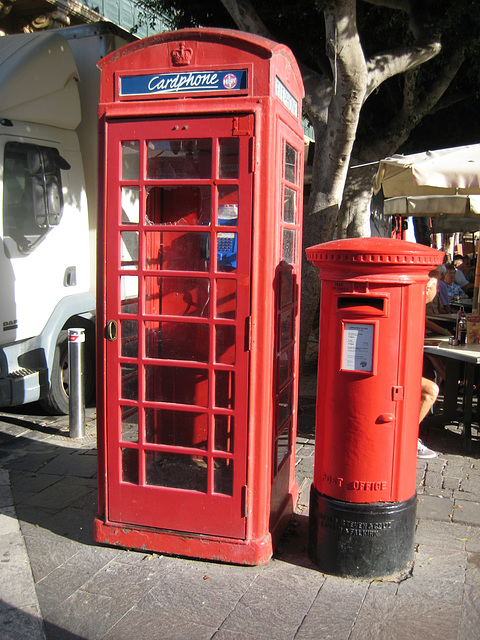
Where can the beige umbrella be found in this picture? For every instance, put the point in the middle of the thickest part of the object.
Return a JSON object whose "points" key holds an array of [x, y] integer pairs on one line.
{"points": [[443, 172], [443, 185]]}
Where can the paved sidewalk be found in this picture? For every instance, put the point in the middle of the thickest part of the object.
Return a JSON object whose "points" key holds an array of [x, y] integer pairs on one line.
{"points": [[55, 583]]}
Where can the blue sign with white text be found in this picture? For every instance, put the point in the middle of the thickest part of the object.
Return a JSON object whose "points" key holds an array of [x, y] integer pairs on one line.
{"points": [[183, 82]]}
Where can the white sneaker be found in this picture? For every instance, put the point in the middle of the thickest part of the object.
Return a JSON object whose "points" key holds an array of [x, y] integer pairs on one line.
{"points": [[424, 452]]}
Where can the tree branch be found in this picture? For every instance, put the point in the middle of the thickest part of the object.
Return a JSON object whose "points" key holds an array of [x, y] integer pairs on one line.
{"points": [[387, 65], [245, 17]]}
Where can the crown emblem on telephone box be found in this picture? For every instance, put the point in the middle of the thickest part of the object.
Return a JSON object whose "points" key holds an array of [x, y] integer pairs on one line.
{"points": [[182, 56]]}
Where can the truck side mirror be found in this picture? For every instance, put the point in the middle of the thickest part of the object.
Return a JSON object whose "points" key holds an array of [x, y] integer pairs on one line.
{"points": [[43, 166]]}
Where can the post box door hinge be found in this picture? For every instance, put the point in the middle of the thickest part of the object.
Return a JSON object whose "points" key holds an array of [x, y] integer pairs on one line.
{"points": [[248, 333], [397, 393], [242, 125], [244, 501]]}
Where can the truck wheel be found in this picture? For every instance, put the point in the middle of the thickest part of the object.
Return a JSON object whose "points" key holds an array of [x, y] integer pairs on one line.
{"points": [[56, 402]]}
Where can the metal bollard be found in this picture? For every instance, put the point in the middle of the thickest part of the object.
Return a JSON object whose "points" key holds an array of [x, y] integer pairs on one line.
{"points": [[76, 382]]}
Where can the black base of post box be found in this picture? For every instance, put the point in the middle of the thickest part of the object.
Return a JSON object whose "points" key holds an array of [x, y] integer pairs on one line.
{"points": [[361, 540]]}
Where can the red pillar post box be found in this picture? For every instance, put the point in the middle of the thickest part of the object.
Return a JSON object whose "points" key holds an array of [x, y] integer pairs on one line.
{"points": [[201, 166], [372, 319]]}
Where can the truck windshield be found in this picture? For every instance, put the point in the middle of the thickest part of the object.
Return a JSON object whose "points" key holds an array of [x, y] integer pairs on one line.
{"points": [[32, 193]]}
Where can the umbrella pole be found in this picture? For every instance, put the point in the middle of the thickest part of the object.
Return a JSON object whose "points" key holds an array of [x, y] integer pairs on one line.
{"points": [[477, 280]]}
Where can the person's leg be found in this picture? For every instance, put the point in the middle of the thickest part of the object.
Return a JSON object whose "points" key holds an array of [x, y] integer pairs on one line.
{"points": [[428, 397]]}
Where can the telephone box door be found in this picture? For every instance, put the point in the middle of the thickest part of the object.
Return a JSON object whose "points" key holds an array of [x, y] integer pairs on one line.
{"points": [[178, 236]]}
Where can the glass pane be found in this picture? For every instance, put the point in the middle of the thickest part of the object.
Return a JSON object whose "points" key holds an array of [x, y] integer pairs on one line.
{"points": [[179, 159], [129, 424], [226, 251], [129, 250], [289, 204], [223, 476], [227, 205], [285, 362], [176, 471], [129, 338], [130, 160], [177, 251], [179, 296], [177, 341], [290, 164], [130, 465], [176, 428], [176, 385], [129, 376], [288, 253], [128, 288], [130, 205], [229, 148], [284, 406], [178, 205], [286, 327], [283, 446], [226, 299], [225, 344], [286, 287], [224, 433], [225, 389]]}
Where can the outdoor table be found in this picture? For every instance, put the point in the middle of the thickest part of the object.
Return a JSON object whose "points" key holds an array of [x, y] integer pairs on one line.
{"points": [[468, 356], [467, 304]]}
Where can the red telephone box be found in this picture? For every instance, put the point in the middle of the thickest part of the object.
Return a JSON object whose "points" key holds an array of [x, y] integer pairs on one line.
{"points": [[201, 166]]}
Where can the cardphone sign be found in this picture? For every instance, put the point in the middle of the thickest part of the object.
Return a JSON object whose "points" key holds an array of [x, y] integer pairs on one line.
{"points": [[189, 82]]}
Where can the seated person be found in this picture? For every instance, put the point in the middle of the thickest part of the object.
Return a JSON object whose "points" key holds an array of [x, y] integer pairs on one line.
{"points": [[462, 267], [429, 389], [454, 289], [441, 302]]}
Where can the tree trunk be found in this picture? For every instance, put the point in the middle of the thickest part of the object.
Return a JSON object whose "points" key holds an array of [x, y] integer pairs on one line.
{"points": [[354, 217]]}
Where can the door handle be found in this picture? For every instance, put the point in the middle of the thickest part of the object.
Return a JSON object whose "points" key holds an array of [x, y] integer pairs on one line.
{"points": [[111, 330]]}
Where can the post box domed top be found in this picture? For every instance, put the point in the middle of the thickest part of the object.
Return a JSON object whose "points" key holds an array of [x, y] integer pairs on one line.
{"points": [[382, 253]]}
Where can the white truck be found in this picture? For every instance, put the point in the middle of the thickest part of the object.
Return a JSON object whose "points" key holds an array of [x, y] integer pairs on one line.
{"points": [[49, 91]]}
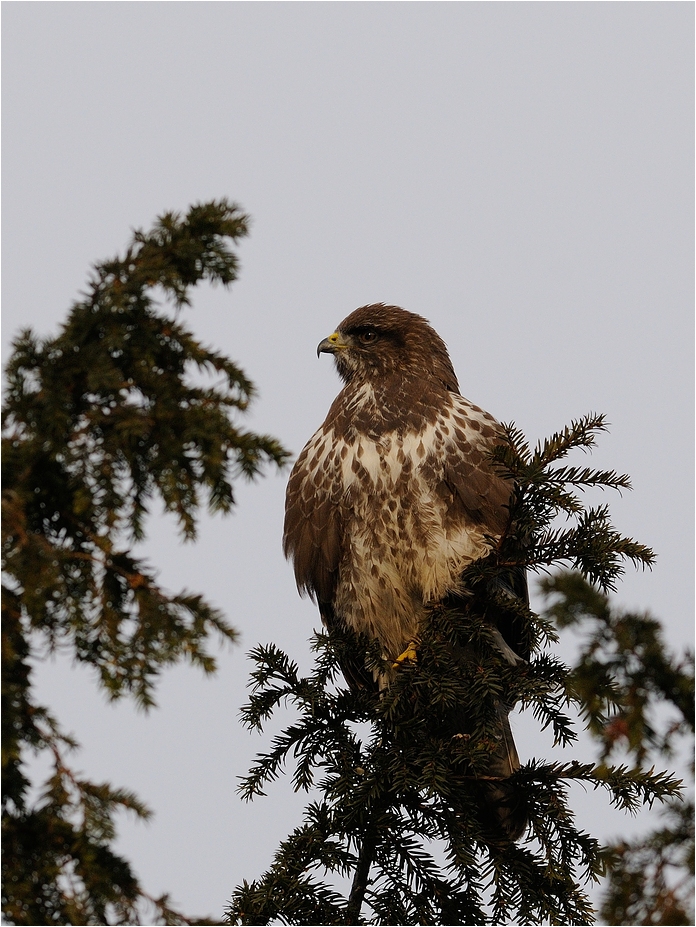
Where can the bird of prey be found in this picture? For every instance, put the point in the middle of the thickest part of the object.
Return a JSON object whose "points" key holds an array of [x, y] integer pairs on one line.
{"points": [[395, 495]]}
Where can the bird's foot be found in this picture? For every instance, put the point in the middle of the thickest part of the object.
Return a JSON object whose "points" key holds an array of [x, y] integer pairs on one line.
{"points": [[409, 654]]}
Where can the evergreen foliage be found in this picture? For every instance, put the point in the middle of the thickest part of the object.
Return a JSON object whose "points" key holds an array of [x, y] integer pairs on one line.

Directions:
Except for the pictures, give all the material above again verbatim.

Finished exercise:
Where can the beige umbrella be found in this picture? For every instance, put the point in the middle of the thickest part of the object.
Return a JSON object whose "points" key holds an array of [x, y] integer pairs on one line.
{"points": [[443, 172], [443, 185]]}
Where can the paved sidewalk be found in this picture? For every instance, put the point in the middle of the thickest part of the object.
Return a JSON object whose "points" key holds an array of [x, y] integer pairs on one line.
{"points": [[55, 583]]}
Where can the blue sign with white text be found in this picture? For every instance, put the point in the middle of the thickest part of the object.
Return a JSON object whose "points" key holds an array of [x, y] integer pairs on one line.
{"points": [[183, 82]]}
Where can the white sneaker be found in this picture? For every instance, put the point in the middle of the thickest part of the object.
Return a JSON object whose "points" key holds an array of [x, y] integer pairs on one line.
{"points": [[424, 452]]}
Where can the tree branch be found in this picture? For every instance, put the point in the middle of the thickest part of the object.
Return a JSON object whose "points" key holds an array of [x, y] integer pairs on one line.
{"points": [[387, 65], [245, 17]]}
Where can the crown emblem on telephone box be found in this picture? For every instance, put the point in the middle of the thickest part of the object.
Return a JSON object whose "points" key holds an array of [x, y] integer pairs on one line.
{"points": [[182, 56]]}
Where can the truck side mirror be found in this picture? For every instance, put the point in the middle of the thickest part of the object.
Return a JSON object whose "points" key holds an array of [x, y] integer pairs on one line.
{"points": [[43, 166]]}
Where can the post box door hinge be found in this picture? For every instance, put the point in the middle of the thickest part of the object.
Return a JSON object whose "points" key holds an array of [x, y] integer pairs on one line.
{"points": [[248, 333], [397, 393], [242, 125], [244, 501]]}
Where can the truck wheel be found in this picture? For every instance, put the point in the middle of the thickest part of the object.
Return a JSON object whose "points" key holds an array of [x, y] integer pairs on one line.
{"points": [[56, 402]]}
Where can the metal bollard be found in this picture? For every instance, put the point in the middle of the thickest part of the object.
Return a JSON object whose "points" key holds an array of [x, y] integer pairs on one line.
{"points": [[76, 382]]}
Where can the black base of post box be found in this picture? For every instance, put the point in the middle of the thickest part of the object.
Return a JSON object whose "points" key holds an array of [x, y] integer pairs on one line.
{"points": [[361, 540]]}
Where can the red pillar post box be found in this picture? For every instance, put the point in the middle of the thickest part of the object.
Return a JSON object whose "points" key holds an array of [x, y] integer pairs on one line.
{"points": [[201, 166], [372, 319]]}
Where can the truck windshield be found in this picture? For every instance, put the point in the middle of the thickest part of the object.
Return a JSON object whose "points" key holds an array of [x, y] integer pairs on one line.
{"points": [[32, 193]]}
Where can the umbrella pole be found in this picture? For every instance, put the point in the middle of the thickest part of the object.
Return a JSON object whose "points" key holds an array of [x, y] integer pairs on one line.
{"points": [[477, 280]]}
Where can the person's leg be found in this picture? For every instance, put the point in the middle of the thickest part of the object.
Return a JSON object whose "points" key holds an array of [x, y] integer pairs on one line.
{"points": [[428, 397]]}
Where can the telephone box door be found in this picture? For every instance, put the point in the middle of the thickest part of the object.
Return a JSON object whose "points" key holds an array of [x, y] integer pairs on one line.
{"points": [[178, 236]]}
Where can the glass pane be found in this picture? For every instance, put the point in the middle of the thickest part of the object.
Return a JSON object whose "points" key holds an array of [x, y] integer pairs on one line.
{"points": [[179, 159], [129, 424], [226, 251], [129, 250], [289, 204], [223, 476], [227, 205], [285, 362], [176, 471], [129, 338], [130, 160], [177, 251], [179, 296], [177, 341], [290, 164], [130, 465], [176, 428], [176, 385], [129, 376], [288, 253], [128, 288], [130, 205], [229, 148], [284, 406], [178, 205], [286, 327], [283, 446], [226, 299], [225, 344], [286, 287], [224, 433], [225, 389]]}
Where can the outdoor table be found in this picture? For every instance, put the point in the middle of the thickest part of the object.
Return a JSON object whose "points" key holds an array of [x, y] integer pairs on one line.
{"points": [[468, 356], [467, 304]]}
Where can the red telephone box be found in this picture? For every instance, put the point in the middle of the thickest part of the object.
Return a JSON object whose "points" key holds an array of [x, y] integer pairs on one line.
{"points": [[201, 166]]}
Where can the cardphone sign be found in this picture? For every instance, put the point in the middle of the thickest part of the object.
Return a JSON object whose "points" key holds an array of [x, y] integer pairs on one line.
{"points": [[189, 82]]}
Where can the seated person be found in this picture? For every instance, put the point in the middle of the thickest part of the object.
Return a JSON object whose "points" key holds an array of [x, y] integer pairs on one line.
{"points": [[462, 267], [429, 389], [454, 289], [441, 302]]}
Where can the tree trunk be found in this picture? For every instance, put the point in the middle of the thickest part of the object.
Return a JSON object whose "points" key holds an array of [x, y] integer pairs on one line.
{"points": [[354, 217]]}
Where can the door handle be found in this picture? For every instance, put the point in the middle of the thickest part of the object.
Return a JSON object whose "points" key holds an array of [x, y] integer pairs on one line.
{"points": [[111, 330]]}
Where can the post box domed top be found in this picture? For every instance, put the point in the middle of the thickest part of the object.
Return a JSON object whose "points" key holds an array of [x, y] integer pairs on one line.
{"points": [[382, 253]]}
Where can the white truck be found in this picture? For every instance, put the point in the middle of the thickest part of the object.
Return a JSON object whose "points" key holds an array of [x, y] integer pairs on one line.
{"points": [[49, 91]]}
Where can the bird of prey be found in this picture? For every instance, put the point in the middle of the thickest part of the object.
Return a JSON object whose "points" key holds an array of [x, y] integer pairs on one line.
{"points": [[395, 495]]}
Where can the bird's foot be found in this picture? For every instance, put the point in the middle of the thickest part of the object.
Return a JSON object whose "points" key holds an array of [x, y] integer pairs on one line.
{"points": [[409, 654]]}
Where can the evergreen foliage be found in this picture? For every instance, put the point in the middle of the thickest part of the object.
Return a JSON object whose "points" key holds an array of [x, y] integer pairs on one line.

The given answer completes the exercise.